>>>>>
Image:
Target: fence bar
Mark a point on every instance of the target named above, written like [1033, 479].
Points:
<<<<<
>>>>>
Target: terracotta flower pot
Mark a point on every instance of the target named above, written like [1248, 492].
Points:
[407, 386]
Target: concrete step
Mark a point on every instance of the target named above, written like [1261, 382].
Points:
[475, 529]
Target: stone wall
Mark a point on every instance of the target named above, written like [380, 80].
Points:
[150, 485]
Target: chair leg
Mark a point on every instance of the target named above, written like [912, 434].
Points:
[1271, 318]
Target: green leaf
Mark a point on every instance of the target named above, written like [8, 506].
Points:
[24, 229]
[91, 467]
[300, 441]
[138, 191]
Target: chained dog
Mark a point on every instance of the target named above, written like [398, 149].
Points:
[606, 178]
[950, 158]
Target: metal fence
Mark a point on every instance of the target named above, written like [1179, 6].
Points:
<<<<<
>>>>>
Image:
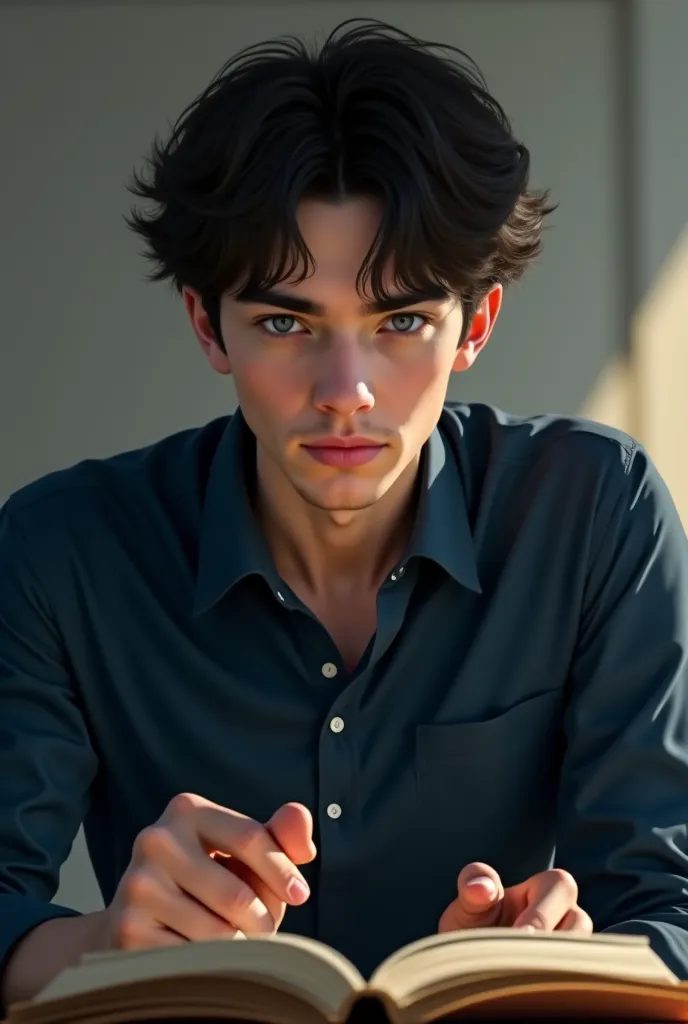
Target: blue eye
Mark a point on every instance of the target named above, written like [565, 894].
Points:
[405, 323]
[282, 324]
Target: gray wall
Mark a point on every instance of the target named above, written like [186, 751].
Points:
<<<<<
_WORK REQUEST:_ Look for the string "fence" in the entries above. Copy every line that has it.

_WRITTEN SOLUTION:_
Target: fence bar
Target: metal fence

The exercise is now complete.